EXERCISE BRIEF: For this exercise, print all of the data exactly as given.

MATERIAL SUPPLIED:
________________

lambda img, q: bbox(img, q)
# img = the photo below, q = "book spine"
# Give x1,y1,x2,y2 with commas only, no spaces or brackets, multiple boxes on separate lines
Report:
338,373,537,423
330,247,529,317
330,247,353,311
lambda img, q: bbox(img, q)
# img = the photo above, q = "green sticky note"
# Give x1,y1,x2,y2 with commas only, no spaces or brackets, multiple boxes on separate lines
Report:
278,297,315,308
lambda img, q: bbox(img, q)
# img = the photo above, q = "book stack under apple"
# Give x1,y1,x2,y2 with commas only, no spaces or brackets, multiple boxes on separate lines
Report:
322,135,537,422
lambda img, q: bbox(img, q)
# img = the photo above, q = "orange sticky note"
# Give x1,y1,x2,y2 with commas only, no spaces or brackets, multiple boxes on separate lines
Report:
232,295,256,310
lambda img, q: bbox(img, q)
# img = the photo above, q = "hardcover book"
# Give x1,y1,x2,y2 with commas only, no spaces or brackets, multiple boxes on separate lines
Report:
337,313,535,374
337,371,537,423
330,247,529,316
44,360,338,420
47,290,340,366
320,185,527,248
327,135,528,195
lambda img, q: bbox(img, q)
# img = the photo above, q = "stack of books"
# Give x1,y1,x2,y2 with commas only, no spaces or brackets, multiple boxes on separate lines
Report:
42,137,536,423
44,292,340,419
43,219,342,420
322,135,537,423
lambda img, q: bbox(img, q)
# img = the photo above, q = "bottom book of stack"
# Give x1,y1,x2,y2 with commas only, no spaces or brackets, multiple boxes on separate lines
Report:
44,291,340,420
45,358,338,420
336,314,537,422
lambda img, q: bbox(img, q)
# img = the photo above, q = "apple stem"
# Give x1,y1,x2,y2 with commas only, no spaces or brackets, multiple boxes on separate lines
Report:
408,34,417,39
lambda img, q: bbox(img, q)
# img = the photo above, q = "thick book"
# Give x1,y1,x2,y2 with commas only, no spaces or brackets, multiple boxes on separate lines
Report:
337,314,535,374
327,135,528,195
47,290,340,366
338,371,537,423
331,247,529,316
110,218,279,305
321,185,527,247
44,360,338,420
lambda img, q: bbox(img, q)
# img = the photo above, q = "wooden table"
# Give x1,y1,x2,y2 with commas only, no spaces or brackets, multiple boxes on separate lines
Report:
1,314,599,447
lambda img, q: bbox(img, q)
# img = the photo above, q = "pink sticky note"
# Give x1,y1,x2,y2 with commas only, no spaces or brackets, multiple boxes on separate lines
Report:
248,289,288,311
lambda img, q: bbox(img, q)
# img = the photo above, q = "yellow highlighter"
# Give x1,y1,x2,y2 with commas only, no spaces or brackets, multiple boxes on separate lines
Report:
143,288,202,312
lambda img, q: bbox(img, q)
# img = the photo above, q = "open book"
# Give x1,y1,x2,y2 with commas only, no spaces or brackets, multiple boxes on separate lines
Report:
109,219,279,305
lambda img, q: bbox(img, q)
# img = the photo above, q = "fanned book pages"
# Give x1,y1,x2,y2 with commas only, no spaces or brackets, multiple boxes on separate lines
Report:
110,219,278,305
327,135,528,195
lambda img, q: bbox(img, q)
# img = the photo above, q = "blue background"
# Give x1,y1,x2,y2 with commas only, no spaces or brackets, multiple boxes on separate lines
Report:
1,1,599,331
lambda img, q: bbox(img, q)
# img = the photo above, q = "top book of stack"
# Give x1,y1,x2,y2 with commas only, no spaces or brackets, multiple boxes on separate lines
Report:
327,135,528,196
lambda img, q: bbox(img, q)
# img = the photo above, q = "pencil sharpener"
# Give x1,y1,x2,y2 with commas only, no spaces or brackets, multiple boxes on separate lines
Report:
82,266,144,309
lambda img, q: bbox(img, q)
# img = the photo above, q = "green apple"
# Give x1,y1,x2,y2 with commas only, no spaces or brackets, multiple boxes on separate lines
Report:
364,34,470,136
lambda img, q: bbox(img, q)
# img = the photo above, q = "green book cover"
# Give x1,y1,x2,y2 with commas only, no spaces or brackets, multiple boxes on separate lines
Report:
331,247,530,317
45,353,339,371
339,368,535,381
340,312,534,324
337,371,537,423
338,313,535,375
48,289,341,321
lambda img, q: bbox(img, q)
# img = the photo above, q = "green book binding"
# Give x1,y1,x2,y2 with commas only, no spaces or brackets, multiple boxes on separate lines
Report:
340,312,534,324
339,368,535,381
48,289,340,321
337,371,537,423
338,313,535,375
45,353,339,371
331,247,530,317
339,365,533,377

________________

ANSWER:
lambda img, q: bbox(img, q)
# img = the photo below, q = "book spine"
# Give x1,y1,x2,y2 with commas only, no spaces or brackets, multiple boxes on separate lines
Report:
338,373,537,423
330,247,529,317
330,247,353,311
lambda img, q: bbox(img, q)
# img = the photo above, q = "green sticky note"
# Give x1,y1,x2,y2 with commas only, no spaces or brackets, multiple boxes on separate lines
Report:
278,297,315,308
lambda img, q: bbox(img, q)
# img = the photo above, q = "book stack under apple"
# Give x1,y1,x2,y2 with commas only, no spaces or brackets, multiple boxes on separate lines
Report:
322,135,537,422
lambda img, q: bbox(img, q)
# img = the photo above, q = "orange sticky note"
# Give x1,y1,x2,y2 with commas only, no spaces or brackets, multiple boxes on separate lines
Report:
232,295,256,310
lambda img, q: bbox(img, q)
# img = the photo above, q = "hardcover book"
# Give x1,y1,x2,y2 with commas only, no spaces or brackets, multiple boxes on separate lines
Report:
337,313,535,374
337,371,537,423
330,247,529,316
44,360,338,420
47,290,340,366
320,185,527,248
327,135,528,195
lambda img, q: bbox(img, q)
# img = the photo above, q = "stack of books"
# Give x1,y1,x2,y2 with commas only, no spaces or brackets, multiple boxes on separate lines
Report:
42,137,536,423
44,292,340,419
43,219,342,420
322,135,537,423
lambda img, q: bbox(img, q)
# img = the photo above, q = "bottom book of stack"
# Give x1,y1,x2,y2 with commas only, no spaces or brackets, multiple boxes on separate lines
Report:
44,291,340,420
45,358,338,420
336,314,537,422
lambda img, q: bbox(img, q)
# img = the photo above, q = "apple stem"
# Give x1,y1,x2,y2 with commas only, no spaces or brackets, multiple boxes on separate lines
Report:
408,34,417,39
lambda img, q: bbox(img, q)
# img = the photo above, q = "thick book"
# Give x1,y1,x2,y2 with commas only, no spaces or brackets, multiple boxes on separate lines
Report:
337,314,535,374
327,135,528,195
47,290,340,366
338,371,537,423
331,247,529,316
110,218,279,305
321,185,527,247
44,360,338,420
lambda img, q: bbox(img, q)
# img = the photo above, q = "wooden table"
# Give x1,y1,x2,y2 with commas only, no spaces or brackets, multiple boxes on separate lines
Report:
1,314,599,447
lambda img, q: bbox(img, q)
# img = the photo above, q = "pink sticky note"
# Give x1,y1,x2,y2 with commas only, no spaces or brackets, multiple boxes on separate lines
Report:
248,289,288,311
lambda img, q: bbox(img, q)
# img = the photo above, q = "yellow highlighter"
# Give x1,y1,x2,y2 with commas only, no spaces or brackets, multiple boxes on separate lines
Report:
143,288,202,312
lambda img, q: bbox(img, q)
# img = the photo above, q = "open book"
# Give x1,y1,x2,y2 with commas only, no spaces or brackets, multiple boxes on separate lines
Report:
109,219,279,305
lambda img, q: bbox(img, q)
# img = the photo above, q = "fanned book pages"
# Give x1,y1,x2,y2 with commas only, no spaces or brackets, multiple boxes on separate lines
Report:
110,219,278,305
327,135,528,195
lambda img, q: bbox(img, q)
# img = the photo above, q = "blue background"
# Give x1,y1,x2,y2 with commas only, no spaces or brackets, multiple boxes on separate lines
Report:
1,1,599,331
lambda img, q: bbox(img, q)
# img = the photo above, q = "top book of stack"
# Give x1,y1,x2,y2 with commas only, no spaces or brackets, multiple boxes on separate lines
Report:
327,135,528,196
lambda img, q: bbox(img, q)
# img = the photo above, q = "pencil sharpener"
# Give x1,y1,x2,y2 with commas only, no spaces or brackets, multiple boxes on separate lines
Report:
82,266,144,309
lambda img, q: bbox(img, q)
# img = the photo above, q = "green apple"
# Give x1,y1,x2,y2 with commas only, no spaces or brackets, multiple boxes on separate lines
Report:
364,34,470,136
lambda img, q: bbox(img, q)
# img = the photo above, q = "green book cover"
# Give x1,y1,x2,y2 with commas only, no spaces or brackets, multiple boxes on separate lines
Report:
331,247,530,317
45,353,339,371
339,368,535,381
340,312,534,324
337,371,537,423
338,313,535,375
48,289,341,321
lambda img, q: bbox(img, q)
# img = the photo above, q = "green book binding"
# Give x1,y1,x2,y2 with commas only, no spaces or brackets, multiple boxes on separate lines
Report:
340,312,534,324
339,368,535,381
48,289,340,321
337,371,537,423
338,313,535,375
45,353,339,371
331,247,530,317
339,365,533,377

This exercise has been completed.